Dataset excerpts on object pointing
---------------

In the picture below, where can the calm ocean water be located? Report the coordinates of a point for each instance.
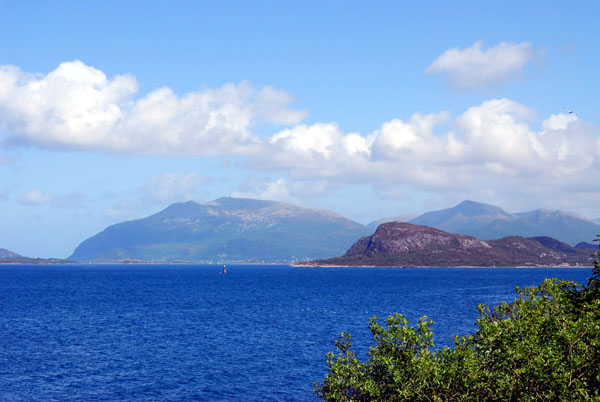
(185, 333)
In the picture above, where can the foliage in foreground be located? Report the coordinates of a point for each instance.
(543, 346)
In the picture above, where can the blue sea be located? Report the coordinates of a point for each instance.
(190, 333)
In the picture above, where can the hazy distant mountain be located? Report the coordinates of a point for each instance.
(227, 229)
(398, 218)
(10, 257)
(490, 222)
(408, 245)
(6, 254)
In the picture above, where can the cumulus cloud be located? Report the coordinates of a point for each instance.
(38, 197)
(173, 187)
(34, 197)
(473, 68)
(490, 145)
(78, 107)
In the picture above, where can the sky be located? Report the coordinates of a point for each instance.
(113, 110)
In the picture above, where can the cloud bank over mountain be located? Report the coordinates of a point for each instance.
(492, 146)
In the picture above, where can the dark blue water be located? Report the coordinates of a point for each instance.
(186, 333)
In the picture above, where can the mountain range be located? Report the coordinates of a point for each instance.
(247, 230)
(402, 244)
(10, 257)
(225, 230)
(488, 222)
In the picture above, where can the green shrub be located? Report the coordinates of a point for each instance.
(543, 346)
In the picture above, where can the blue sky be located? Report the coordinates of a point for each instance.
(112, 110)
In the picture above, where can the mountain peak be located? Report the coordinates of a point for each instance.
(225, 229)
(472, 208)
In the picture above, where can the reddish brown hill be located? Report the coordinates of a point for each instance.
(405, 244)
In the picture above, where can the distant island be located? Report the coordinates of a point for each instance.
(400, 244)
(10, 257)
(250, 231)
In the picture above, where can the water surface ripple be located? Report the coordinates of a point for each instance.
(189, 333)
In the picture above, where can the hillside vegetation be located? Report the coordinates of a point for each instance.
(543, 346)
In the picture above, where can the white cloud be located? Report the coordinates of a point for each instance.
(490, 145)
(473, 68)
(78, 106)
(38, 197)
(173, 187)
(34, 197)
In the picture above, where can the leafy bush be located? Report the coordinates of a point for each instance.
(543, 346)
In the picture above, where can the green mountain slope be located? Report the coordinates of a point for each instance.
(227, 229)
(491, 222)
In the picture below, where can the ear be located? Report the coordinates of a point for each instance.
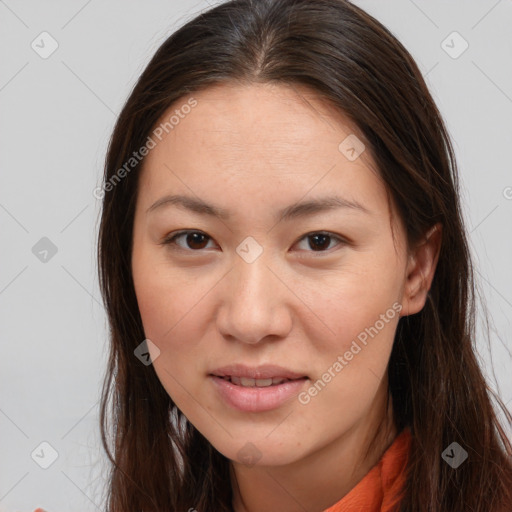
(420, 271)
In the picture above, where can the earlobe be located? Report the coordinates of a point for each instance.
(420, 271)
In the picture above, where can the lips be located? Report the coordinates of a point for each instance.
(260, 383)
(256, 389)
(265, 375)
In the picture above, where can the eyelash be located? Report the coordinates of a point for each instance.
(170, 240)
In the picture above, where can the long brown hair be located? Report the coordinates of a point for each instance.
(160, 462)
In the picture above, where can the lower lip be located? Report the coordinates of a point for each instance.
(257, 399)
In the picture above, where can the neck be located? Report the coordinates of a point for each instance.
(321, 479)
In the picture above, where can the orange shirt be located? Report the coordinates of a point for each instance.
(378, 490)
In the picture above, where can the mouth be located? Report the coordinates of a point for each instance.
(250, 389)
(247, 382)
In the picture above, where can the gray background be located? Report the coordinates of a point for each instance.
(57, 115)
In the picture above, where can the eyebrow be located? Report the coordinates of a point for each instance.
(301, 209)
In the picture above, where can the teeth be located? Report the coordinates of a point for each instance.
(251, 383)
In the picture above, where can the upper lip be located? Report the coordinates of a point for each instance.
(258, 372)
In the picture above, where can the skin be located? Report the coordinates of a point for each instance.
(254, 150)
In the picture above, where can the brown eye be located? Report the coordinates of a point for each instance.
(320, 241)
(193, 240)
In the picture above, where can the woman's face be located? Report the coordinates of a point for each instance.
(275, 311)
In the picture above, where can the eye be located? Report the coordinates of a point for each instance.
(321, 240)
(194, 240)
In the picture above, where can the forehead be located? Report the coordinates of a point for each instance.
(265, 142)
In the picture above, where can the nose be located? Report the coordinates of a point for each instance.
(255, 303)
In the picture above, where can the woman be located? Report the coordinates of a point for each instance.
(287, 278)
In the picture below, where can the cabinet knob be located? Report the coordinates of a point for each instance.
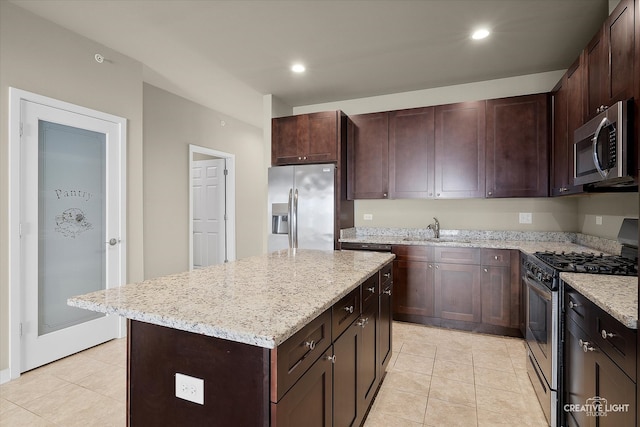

---------------

— Exercise brief —
Reproduce every line of the data from the line containing "In the picture above, where can the gray" through the end of the data, both ends included and requests included. Multiply each coordinate in the answers by 1.5, round to the nearest whole number with halves rounded up, and omit the pictures.

— Response to this task —
In the picture above, where can the gray background be located? Report the coordinates of a point for each instance.
(86, 173)
In the picture above, where can the eyebrow be located? Report the coordinates of a point for each instance.
(452, 314)
In the picture above, where can the teeth be located? Report the coordinates of a point for each instance.
(377, 575)
In the picture above, where can the upper lip be located? Report the coordinates of a point for each instance.
(387, 558)
In the picture above, where can the skin be located? Report the coordinates of a point for each instance.
(381, 225)
In the picture above, where can the brown eye be located? Report the coordinates of a point for each instance.
(480, 362)
(290, 360)
In the picture above, where can the woman's face be located? Report the coordinates of a point for each instance.
(413, 467)
In the picture above, where can the eye be located? Report the coordinates of a point for each instance.
(482, 360)
(291, 360)
In the picture above, where can the forehead be located? Report the coordinates of a point for each instance.
(398, 213)
In the picture above, where can the nose be located? Report the coordinates of a point for each instance.
(383, 455)
In the picture above, where can the woman be located? Report the coordinates of a point for each instance.
(431, 417)
In the picture below, where can the cabinet knob be located? Report the coordinates of a point for each instance.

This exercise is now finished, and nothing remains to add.